» SASARAN TUGAS:
• a. Sebutkan kelima pasangan calon yang disebut dalam teks Pemilukada Bojonegoro, lengkap dengan nomor urutnya.
• b. Tulis ulang bagian teks Pemilukada Bojonegoro dari "Pemilihan Umum Kepala" sampai "(nonaktif) dan aparatur.", lalu tukar "Pemilukada" dengan "Pilkada".
• c. Jawab pertanyaan berikut berdasarkan teks Pemilukada Bojonegoro:
(i) Pada tanggal berapa Pemilukada Bojonegoro akan berlangsung?
(ii) Budiyanto berasal dari matra TNI yang mana?
(iii) Andromeda Qomariyah adalah anak siapa?

» TEKS KUTIPAN:
↓
Pemilihan Umum Kepala
Daerah (Pemilukada) Bojonegoro, 10 November mendatang, bukan tidak mungkin akan
menjadi ujian netralitas sesungguhnya bagi Pegawai Negeri Sipil (PNS) dan
aparatur pemerintahan. Lima Pasangan Calon (Paslon) yang running dalam Pemilukada
adalah PNS (nonaktif) dan aparatur.
Pasangan nomor urut
pertama, sang incumbent Suyoto-Setyo Hartono (ToTo) adalah bupati dan wakil
bupati yang saat ini masih menjabat. Keduanya tak perlu mengundurkan diri
karena maju sebagai calon, namun cukup mengajukan cuti. Semua tak menyangkal
sebagai birokrat yang masih menjabat pengaruhnya terhadap aparatur di bawahnya
masih sangat kuat.
Nomor urut dua,
pasangan M. Thalhah-Budiyanto. Thalhah adalah ketua DPRD (nonaktif), dan
Budiyanto adalah TNI matra Angkatan Laut (AL). Sebagai ketua DPRD, sekaligus
mantan wakil bupati, Thalhah masih mempunyai akar di lingkaran aparatur
Sekretariat DPRD (Setwan) dan Pemerintah Kabupaten (Pemkab) Bojonegoro.
Nomor urut tiga,
pasangan M. Choiri-Untung Basuki (Choirun). Choiri saat ini tercatat sebagai
Kepala Desa (Kades) (nonaktif) Plesungan, Kecamatan Kapas. Untung Basuki adalah
mantan birokrat yang kenyang pengalaman pemerintahan, baik di level provinsi
maupun kabupaten. Siapapun tak menyangsikan betapa pengaruhnya juga masih kuat.
Pasangan nomor urut
empat, Sarif Usman-Syamsiah Rahim (SaSa). Sarif saat ini juga masih tercatat
sebagai Kades Balenrejo, Kecamatan Balen. Sarif juga dikenal memiliki jaringan
kuat di lingkaran Asosiasi Kepala Desa (AKD) dan KTNA. Kita tidak dapat memungkiri
efeknya terhadap aparatur di tingkat desa.
Sedangkan pasangan
nomor urut lima adalah Andromeda Qomariyah-Sigit Budi Ismu (DaDi). Sebelum maju
dalam Pemilukada Bojonegoro 2012, Andromeda tercatat sebagai pejabat di
lingkaran Bappemas Jawa Timur. Pengaruhnya di aparatur dan PNS juga tidak dapat
dikesampingkan, karena Andromeda juga anak mantan Sekkab Bojonegoro, Mahmud
Zein.
↑
» BARIS DATA:
↓
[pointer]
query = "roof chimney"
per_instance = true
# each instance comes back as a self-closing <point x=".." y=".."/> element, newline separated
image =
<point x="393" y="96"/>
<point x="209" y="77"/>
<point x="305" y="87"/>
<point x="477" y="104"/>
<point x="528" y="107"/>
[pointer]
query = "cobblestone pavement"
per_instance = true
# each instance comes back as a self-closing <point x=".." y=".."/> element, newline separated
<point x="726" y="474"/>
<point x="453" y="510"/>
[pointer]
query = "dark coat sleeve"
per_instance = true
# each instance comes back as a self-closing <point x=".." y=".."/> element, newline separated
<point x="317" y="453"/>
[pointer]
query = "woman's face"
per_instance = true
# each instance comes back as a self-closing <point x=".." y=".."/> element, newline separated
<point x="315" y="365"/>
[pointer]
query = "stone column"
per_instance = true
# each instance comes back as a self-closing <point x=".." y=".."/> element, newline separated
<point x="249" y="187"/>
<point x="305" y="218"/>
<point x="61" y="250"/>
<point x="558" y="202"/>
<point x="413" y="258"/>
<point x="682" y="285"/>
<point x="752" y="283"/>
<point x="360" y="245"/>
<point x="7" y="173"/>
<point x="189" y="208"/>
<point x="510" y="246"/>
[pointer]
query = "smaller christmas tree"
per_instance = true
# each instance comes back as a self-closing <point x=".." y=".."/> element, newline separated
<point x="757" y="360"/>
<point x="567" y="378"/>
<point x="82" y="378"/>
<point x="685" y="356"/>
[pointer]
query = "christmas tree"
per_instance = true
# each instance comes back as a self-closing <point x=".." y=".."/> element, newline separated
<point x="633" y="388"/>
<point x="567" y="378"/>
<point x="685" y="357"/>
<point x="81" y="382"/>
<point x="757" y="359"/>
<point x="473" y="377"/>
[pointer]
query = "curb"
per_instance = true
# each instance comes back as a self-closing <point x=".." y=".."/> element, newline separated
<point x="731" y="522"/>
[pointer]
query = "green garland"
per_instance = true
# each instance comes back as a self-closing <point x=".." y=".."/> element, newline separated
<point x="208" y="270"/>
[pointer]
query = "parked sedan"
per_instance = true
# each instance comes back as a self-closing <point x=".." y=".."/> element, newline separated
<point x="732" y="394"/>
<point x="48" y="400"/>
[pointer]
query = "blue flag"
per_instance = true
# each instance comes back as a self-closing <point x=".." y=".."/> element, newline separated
↑
» HASIL PER TUGAS:
• a.
1. Suyoto-Setyo Hartono (ToTo)
2. M. Thalhah-Budiyanto
3. M. Choiri-Untung Basuki (Choirun)
4. Sarif Usman-Syamsiah Rahim (SaSa)
5. Andromeda Qomariyah-Sigit Budi Ismu (DaDi)

• b.
Pemilihan Umum Kepala
Daerah (Pilkada) Bojonegoro, 10 November mendatang, bukan tidak mungkin akan
menjadi ujian netralitas sesungguhnya bagi Pegawai Negeri Sipil (PNS) dan
aparatur pemerintahan. Lima Pasangan Calon (Paslon) yang running dalam Pilkada
adalah PNS (nonaktif) dan aparatur.

• c.
(i) 10 November.
(ii) Angkatan Laut (AL).
(iii) Mahmud Zein, mantan Sekkab Bojonegoro.